** START OF SOURCE PASSAGE **

How Mission-Driven Initiatives Drive Small Business Growth
Over a third of small businesses surveyed by Capital One say they have mission-driven initiatives to help their communities
October 7, 2019
More and more small business owners are choosing to integrate community- and mission-driven values into their companies. Giving back to their neighborhoods, donating to charities, or working on environmental initiatives are not just token activities, but practices woven in to business operations. And this approach doesn’t just deliver value to communities, it increasingly makes good business sense—helping small companies build brand recognition and attract loyal customers.
According to Capital One’s Fall 2019 Small Business Growth Index, 36% of small business owners say their companies have mission-driven or community impact initiatives. Women- and minority-owned businesses are even more likely to do good in the community: nearly half of women business owners (49%) and minority business owners (44%) reported having mission-driven initiatives. And it seems that the more a company grows, the more likely it is to have a mission-driven initiative: two-thirds of business owners with more than 50 employees report giving back to their communities.
These business owners are helping their communities in many ways. For example, 62% of companies with mission-driven initiatives give money to charity, while half encourage employees to volunteer. Meanwhile, 39% do pro bono work, 29% support green or recycling programs, and 27% enable customers or clients to donate as part of doing business with them. There are clearly many ways to incorporate impact initiatives into the fabric of a business - whether it is baked into a business model or a more organic, employee-driven activity.
“Small business owners are often part of the fabric of local communities, so it makes sense that they are finding creative ways to give back as part of running their companies,” said Jenn Garbach, Head of Brand and Customer Marketing for Small Business Card, Capital One. “And almost all mission-driven companies report that these initiatives have a positive business impact, whether it’s increased employee retention, attracting new customers or helping them stay motivated.”

** END OF SOURCE PASSAGE **
** START OF DATA ROWS **

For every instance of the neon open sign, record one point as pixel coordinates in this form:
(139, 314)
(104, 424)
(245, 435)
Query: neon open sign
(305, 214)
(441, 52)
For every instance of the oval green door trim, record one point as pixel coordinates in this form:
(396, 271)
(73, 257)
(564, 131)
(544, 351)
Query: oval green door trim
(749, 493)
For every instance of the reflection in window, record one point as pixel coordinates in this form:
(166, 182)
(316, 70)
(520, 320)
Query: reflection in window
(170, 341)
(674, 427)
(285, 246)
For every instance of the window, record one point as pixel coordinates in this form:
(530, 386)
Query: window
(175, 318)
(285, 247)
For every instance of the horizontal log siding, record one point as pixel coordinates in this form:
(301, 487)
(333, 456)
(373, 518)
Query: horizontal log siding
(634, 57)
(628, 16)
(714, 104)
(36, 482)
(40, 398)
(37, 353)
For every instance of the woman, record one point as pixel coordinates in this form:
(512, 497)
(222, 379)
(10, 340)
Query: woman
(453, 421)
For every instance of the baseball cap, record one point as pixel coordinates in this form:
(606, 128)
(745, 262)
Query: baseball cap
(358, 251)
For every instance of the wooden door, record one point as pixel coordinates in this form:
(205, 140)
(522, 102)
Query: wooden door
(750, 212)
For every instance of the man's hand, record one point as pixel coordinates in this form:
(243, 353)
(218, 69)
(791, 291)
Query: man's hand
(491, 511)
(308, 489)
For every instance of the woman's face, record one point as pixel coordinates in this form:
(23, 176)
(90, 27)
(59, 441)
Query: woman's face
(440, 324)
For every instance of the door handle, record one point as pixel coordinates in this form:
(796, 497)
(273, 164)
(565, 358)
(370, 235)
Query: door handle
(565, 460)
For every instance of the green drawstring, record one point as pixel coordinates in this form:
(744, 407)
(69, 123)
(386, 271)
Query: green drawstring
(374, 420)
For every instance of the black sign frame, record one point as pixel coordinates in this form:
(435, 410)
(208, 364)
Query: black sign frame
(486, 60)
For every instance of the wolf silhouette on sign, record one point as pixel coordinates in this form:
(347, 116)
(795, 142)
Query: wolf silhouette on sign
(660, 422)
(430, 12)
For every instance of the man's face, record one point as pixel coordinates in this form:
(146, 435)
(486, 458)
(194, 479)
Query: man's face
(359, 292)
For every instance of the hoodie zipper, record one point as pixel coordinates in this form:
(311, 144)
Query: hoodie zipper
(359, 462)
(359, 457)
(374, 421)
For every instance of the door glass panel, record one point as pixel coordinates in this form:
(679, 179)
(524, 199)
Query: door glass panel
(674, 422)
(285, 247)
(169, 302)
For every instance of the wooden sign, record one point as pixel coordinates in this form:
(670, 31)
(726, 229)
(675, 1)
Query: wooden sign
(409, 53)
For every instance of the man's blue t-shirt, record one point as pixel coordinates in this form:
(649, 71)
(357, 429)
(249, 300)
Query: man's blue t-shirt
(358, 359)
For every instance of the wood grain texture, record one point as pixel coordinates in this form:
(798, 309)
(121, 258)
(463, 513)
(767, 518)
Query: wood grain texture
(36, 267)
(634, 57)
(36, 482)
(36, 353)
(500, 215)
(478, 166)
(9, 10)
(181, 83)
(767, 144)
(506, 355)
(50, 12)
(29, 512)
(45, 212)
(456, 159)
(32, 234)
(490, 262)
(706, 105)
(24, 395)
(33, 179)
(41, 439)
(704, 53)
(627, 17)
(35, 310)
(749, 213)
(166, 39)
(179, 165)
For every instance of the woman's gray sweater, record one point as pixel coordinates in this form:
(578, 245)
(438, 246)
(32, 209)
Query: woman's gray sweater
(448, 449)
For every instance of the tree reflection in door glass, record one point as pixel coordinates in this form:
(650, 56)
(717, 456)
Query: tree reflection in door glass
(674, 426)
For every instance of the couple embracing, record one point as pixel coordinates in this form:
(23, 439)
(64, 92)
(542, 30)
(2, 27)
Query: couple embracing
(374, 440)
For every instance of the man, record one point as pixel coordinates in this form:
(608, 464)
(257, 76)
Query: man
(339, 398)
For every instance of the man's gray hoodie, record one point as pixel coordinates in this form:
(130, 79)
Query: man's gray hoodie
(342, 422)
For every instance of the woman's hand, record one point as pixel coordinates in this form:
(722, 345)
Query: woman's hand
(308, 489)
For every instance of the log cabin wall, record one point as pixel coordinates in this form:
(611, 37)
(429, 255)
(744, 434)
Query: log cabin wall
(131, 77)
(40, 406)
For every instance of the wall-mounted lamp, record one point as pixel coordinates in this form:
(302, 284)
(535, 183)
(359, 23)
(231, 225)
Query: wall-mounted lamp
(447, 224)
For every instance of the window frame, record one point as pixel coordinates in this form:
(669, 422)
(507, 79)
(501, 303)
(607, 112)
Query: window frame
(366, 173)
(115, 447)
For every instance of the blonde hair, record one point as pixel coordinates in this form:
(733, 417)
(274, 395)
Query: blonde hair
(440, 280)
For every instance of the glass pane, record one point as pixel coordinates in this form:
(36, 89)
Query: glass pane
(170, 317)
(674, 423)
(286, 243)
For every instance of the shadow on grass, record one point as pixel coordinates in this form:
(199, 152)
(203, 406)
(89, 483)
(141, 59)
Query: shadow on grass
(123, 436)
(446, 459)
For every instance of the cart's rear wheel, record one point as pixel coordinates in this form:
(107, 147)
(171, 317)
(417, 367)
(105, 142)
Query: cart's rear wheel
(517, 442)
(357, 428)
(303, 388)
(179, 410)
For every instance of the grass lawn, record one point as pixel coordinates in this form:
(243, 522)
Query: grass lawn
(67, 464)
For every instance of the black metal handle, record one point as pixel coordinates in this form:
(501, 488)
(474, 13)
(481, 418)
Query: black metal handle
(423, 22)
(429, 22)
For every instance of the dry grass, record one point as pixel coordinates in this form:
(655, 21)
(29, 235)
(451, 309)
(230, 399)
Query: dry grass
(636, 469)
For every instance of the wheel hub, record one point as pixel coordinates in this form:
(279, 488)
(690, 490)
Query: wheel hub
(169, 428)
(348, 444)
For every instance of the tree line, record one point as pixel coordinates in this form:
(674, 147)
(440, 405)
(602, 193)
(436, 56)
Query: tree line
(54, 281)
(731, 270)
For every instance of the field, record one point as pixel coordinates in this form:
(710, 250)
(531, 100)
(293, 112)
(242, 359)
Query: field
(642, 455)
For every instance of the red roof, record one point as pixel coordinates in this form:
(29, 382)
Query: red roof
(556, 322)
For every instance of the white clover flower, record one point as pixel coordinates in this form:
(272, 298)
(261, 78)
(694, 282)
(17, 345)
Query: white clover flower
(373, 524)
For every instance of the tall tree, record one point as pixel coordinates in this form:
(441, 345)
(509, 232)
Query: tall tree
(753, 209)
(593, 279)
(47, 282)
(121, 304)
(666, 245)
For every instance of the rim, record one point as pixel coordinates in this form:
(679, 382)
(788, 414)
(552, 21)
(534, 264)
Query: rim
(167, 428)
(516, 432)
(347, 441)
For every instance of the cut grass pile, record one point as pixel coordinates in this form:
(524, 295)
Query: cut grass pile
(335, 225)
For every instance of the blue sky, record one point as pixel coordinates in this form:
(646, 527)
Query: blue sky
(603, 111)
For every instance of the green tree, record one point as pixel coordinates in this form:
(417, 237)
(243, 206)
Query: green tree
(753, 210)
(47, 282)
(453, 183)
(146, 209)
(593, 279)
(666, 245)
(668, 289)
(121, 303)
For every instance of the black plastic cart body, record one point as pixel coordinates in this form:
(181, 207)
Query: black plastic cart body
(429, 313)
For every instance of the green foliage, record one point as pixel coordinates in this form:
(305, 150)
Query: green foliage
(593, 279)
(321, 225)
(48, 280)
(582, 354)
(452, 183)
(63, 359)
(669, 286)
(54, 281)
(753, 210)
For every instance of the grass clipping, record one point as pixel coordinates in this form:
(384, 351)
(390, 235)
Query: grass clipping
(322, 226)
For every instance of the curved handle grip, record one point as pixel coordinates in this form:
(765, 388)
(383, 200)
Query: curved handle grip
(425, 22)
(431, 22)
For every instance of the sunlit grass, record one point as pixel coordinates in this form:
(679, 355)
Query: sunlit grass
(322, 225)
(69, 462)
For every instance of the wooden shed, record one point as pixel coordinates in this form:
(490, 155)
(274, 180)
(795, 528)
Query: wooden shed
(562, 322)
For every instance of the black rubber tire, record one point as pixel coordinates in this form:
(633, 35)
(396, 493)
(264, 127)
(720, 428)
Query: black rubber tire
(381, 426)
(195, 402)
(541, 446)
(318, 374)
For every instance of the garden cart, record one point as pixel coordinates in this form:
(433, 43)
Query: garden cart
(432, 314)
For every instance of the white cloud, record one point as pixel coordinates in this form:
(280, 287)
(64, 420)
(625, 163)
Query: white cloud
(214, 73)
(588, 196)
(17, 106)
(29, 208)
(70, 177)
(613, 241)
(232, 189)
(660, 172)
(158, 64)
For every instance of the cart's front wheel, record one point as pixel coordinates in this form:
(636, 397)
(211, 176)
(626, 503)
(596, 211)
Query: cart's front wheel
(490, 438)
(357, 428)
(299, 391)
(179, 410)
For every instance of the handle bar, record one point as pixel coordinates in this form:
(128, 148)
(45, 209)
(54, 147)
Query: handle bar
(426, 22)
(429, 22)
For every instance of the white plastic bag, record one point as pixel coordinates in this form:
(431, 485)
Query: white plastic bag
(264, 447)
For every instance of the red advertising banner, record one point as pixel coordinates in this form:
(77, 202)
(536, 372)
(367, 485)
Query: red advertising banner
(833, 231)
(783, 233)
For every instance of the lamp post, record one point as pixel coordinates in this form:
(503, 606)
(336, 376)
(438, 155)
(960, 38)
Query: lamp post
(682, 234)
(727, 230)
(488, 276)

** END OF DATA ROWS **

= STATED EXERCISE 1 =
Copy out the rows word for word, starting with the line that contains "For every instance of the red advertising" and going on through the last line of the rows.
= STATED EXERCISE 2 =
Write the next part of the article on mission-driven initiatives at small businesses, picking up after its final sentence.

= TASK OUTPUT 1 =
For every instance of the red advertising banner, record one point as pixel coordinates in this form:
(77, 202)
(536, 372)
(367, 485)
Query: red advertising banner
(833, 231)
(783, 233)
For every instance of the lamp post, record one point as pixel coordinates in this form:
(503, 606)
(336, 376)
(438, 155)
(960, 38)
Query: lamp post
(682, 234)
(727, 230)
(488, 276)

= TASK OUTPUT 2 =
An overwhelming 92% of business owners with a mission-driven initiative say it has a positive impact on their business. Nearly three-quarters say their charitable activities have boosted public perception of their brands, while two-thirds say it helps them attract and retain customers. Sixty-five percent of business owners say it helps to keep them motivated, and 37% reported that it contributes to hiring and retention of employees.
These findings are perhaps not surprising, considering modern consumers are eager to support charitable causes and are more likely to choose businesses that align with their values. Research from Accenture and Marketing Dive found nearly two-thirds (63%) of global consumers prefer to purchase products and services from companies that stand for a purpose that reflects their own values and beliefs, and will avoid companies that don't. Americans are also more loyal to purpose-driven brands, according to a study from Cone/Porter Novelli.
At the same time, running a mission-driven business can be challenging. Ken Jacobus, founder of Good Start Packaging, which supplies food-service establishments with compostable packaging, notes, “You have to be a little courageous and vulnerable in this world, especially as a business owner, to live your values all the time.”
- Causes should extend naturally from the business model
- Values should be consistent across all areas of the business
- It’s not enough to study customers’ demographics; brands must understand customers’ values, too
- It’s never too early to focus on values. However, it’s often too late
- It’s worthwhile to perfect the humblebrag
For more information on how giving back can help small business owners succeed, as well as a deep dive into how entrepreneurs view the overall business climate, please see Capital One's Small Business Growth Index.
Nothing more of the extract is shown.